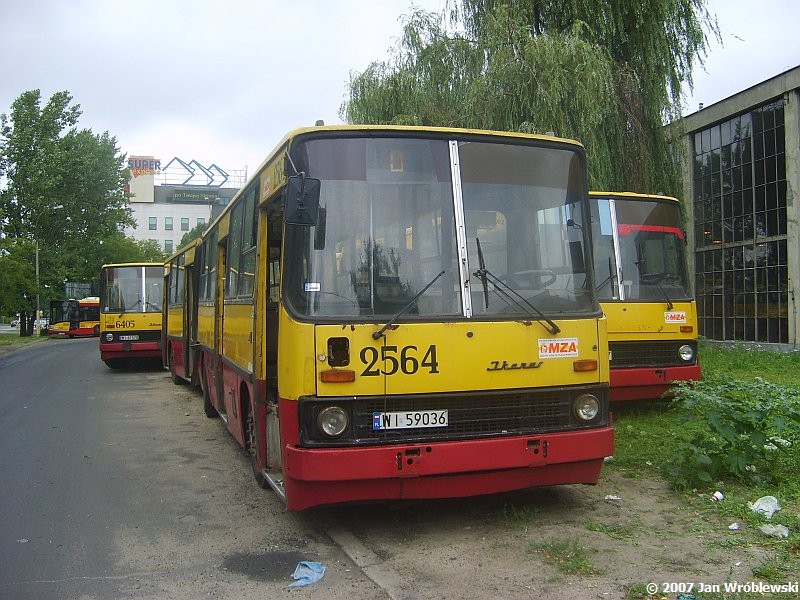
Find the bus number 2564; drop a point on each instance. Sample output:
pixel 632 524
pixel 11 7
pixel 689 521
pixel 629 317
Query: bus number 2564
pixel 406 360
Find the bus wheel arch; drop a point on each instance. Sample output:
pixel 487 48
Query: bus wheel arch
pixel 176 379
pixel 208 407
pixel 251 435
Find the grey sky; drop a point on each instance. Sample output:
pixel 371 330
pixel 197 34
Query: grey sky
pixel 222 82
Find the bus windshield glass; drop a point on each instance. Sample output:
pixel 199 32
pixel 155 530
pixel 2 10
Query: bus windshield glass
pixel 401 220
pixel 132 289
pixel 651 250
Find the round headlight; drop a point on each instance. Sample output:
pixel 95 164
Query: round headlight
pixel 686 352
pixel 332 421
pixel 586 407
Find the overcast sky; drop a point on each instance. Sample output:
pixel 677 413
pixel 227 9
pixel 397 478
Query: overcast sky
pixel 222 82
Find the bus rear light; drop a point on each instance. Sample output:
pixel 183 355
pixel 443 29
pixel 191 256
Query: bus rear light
pixel 337 376
pixel 332 421
pixel 581 366
pixel 586 407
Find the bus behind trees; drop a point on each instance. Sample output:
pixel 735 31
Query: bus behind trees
pixel 75 318
pixel 130 312
pixel 645 291
pixel 395 312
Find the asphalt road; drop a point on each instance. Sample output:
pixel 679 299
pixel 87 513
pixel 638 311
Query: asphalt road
pixel 114 484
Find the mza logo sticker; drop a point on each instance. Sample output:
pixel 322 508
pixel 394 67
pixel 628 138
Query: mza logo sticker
pixel 558 348
pixel 678 316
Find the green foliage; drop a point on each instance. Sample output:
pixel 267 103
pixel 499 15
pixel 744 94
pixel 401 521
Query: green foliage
pixel 193 234
pixel 733 429
pixel 63 192
pixel 608 74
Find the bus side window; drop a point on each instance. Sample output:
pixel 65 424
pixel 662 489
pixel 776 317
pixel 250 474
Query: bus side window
pixel 274 241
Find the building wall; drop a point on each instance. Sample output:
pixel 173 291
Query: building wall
pixel 164 213
pixel 741 178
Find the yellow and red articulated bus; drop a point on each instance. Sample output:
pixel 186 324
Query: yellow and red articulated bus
pixel 645 291
pixel 130 312
pixel 180 314
pixel 390 313
pixel 75 318
pixel 59 317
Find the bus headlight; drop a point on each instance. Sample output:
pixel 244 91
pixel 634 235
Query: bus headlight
pixel 586 407
pixel 686 352
pixel 332 421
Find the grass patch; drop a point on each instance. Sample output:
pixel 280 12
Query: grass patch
pixel 568 556
pixel 616 531
pixel 726 433
pixel 520 517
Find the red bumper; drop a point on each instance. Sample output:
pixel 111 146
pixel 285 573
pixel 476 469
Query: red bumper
pixel 316 477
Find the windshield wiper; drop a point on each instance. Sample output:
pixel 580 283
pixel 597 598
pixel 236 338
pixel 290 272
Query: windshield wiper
pixel 481 273
pixel 129 308
pixel 505 292
pixel 403 310
pixel 664 293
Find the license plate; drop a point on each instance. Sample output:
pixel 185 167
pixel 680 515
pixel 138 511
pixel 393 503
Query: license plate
pixel 410 419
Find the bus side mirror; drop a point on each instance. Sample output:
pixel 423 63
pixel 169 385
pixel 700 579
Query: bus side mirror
pixel 302 201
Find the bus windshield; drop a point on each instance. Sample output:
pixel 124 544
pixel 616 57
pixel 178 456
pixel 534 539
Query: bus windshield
pixel 438 228
pixel 132 289
pixel 651 250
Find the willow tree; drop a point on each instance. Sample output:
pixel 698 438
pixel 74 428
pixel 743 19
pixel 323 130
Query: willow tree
pixel 610 74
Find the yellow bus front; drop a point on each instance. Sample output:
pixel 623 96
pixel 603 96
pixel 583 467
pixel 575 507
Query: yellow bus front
pixel 438 333
pixel 645 291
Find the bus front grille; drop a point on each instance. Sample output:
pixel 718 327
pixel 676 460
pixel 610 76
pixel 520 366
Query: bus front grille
pixel 626 355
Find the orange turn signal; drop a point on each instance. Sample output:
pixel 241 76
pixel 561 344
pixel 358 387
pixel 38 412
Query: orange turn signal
pixel 337 376
pixel 579 366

> _What needs to be done_
Transcribe the records above exactly, skipping pictures.

> _Reply to the exercise_
Find the bus number 2564; drop a point on each instance. Sample output:
pixel 632 524
pixel 11 7
pixel 689 521
pixel 629 317
Query: bus number 2564
pixel 406 360
Find the bus wheel arch; drop a point on each instance. Sample output:
pixel 487 48
Query: bus wheel arch
pixel 176 379
pixel 208 407
pixel 251 435
Find the grey sky; drop a point on each instance. Sample output:
pixel 371 330
pixel 197 34
Query: grey sky
pixel 222 82
Find the bus windshield glass; drop a point on each instance. Sample output:
pixel 199 32
pixel 155 530
pixel 2 10
Query: bus windshield glass
pixel 401 220
pixel 132 289
pixel 651 250
Find the round headlight; drop a point on each instance. Sample output:
pixel 95 164
Query: round headlight
pixel 686 352
pixel 332 421
pixel 586 407
Find the overcast sky; drop a point on each instance. Sample output:
pixel 677 413
pixel 227 9
pixel 397 478
Query: overcast sky
pixel 222 82
Find the bus rear light; drop a point on each instance. Sample output:
pixel 183 355
pixel 443 29
pixel 191 256
Query: bus rear light
pixel 337 376
pixel 332 421
pixel 581 366
pixel 586 407
Find the bus behind trees; drop a point on each instance. Sample output:
pixel 735 31
Query: bus behind trees
pixel 75 318
pixel 130 312
pixel 645 291
pixel 395 312
Find the asphalt road; drop a point on each instance. Sample output:
pixel 679 299
pixel 87 513
pixel 638 311
Query: asphalt road
pixel 114 484
Find the mza logo sticker; drop a point on each instance. Sample output:
pixel 322 508
pixel 394 67
pixel 628 138
Query: mza logo sticker
pixel 558 348
pixel 678 316
Find the green foliage; drop a point on each instance. Sample output:
pixel 267 103
pixel 499 15
pixel 744 94
pixel 401 521
Query: green foliage
pixel 193 234
pixel 733 429
pixel 63 192
pixel 608 74
Find the bus side window; drop a point on each instance. Sample output:
pixel 65 424
pixel 662 489
pixel 776 317
pixel 250 474
Query: bus side window
pixel 274 241
Find the building wall; drop a point on each instance. Sample output:
pixel 173 291
Query: building wall
pixel 164 213
pixel 741 178
Find the yellow and red articulated bus; drop a point on each instance. Sample output:
pixel 186 324
Query: yellow and red articulated bus
pixel 645 291
pixel 130 312
pixel 180 314
pixel 390 313
pixel 75 318
pixel 59 317
Find the bus headlight; drop a point on each instance. Sample output:
pixel 244 91
pixel 634 235
Query: bus headlight
pixel 586 407
pixel 686 352
pixel 332 421
Find the grass patch; drop a point on each instance. Sample output:
pixel 280 12
Query: grass patch
pixel 568 556
pixel 616 531
pixel 726 433
pixel 520 517
Find the red bumper; drop a point on each instance. Sample output:
pixel 111 146
pixel 285 573
pixel 476 469
Query: red bumper
pixel 316 477
Find the windshield wiper; drop a point on each instance. Sample output:
pixel 580 283
pixel 597 598
pixel 236 338
pixel 290 272
Query: windshield wiper
pixel 481 273
pixel 129 308
pixel 505 292
pixel 403 310
pixel 664 293
Find the license plate; drop a point on each instance. Sample output:
pixel 185 167
pixel 680 515
pixel 138 511
pixel 393 503
Query: license plate
pixel 410 419
Find the bus side mirror; drop a point on each instance. Sample output:
pixel 423 63
pixel 169 385
pixel 700 579
Query: bus side mirror
pixel 302 201
Find the bus windshield; drop a point on each instance. Sample output:
pixel 124 544
pixel 616 57
pixel 178 456
pixel 534 539
Query: bus windshield
pixel 438 228
pixel 132 289
pixel 651 250
Find the willow tree; drop a point on each instance. Sample output:
pixel 698 438
pixel 74 428
pixel 743 19
pixel 323 130
Query: willow tree
pixel 610 74
Find the yellow bus front; drop a point on each instance. Sample output:
pixel 623 96
pixel 603 96
pixel 583 467
pixel 575 507
Query: yellow bus front
pixel 438 333
pixel 645 291
Find the bus front grille; drop a point on each instance. Sample output:
pixel 718 327
pixel 676 460
pixel 610 76
pixel 520 366
Query: bus front grille
pixel 626 355
Find the orange turn signal; drop a point on each instance. Sample output:
pixel 241 76
pixel 561 344
pixel 358 387
pixel 38 412
Query: orange turn signal
pixel 337 376
pixel 579 366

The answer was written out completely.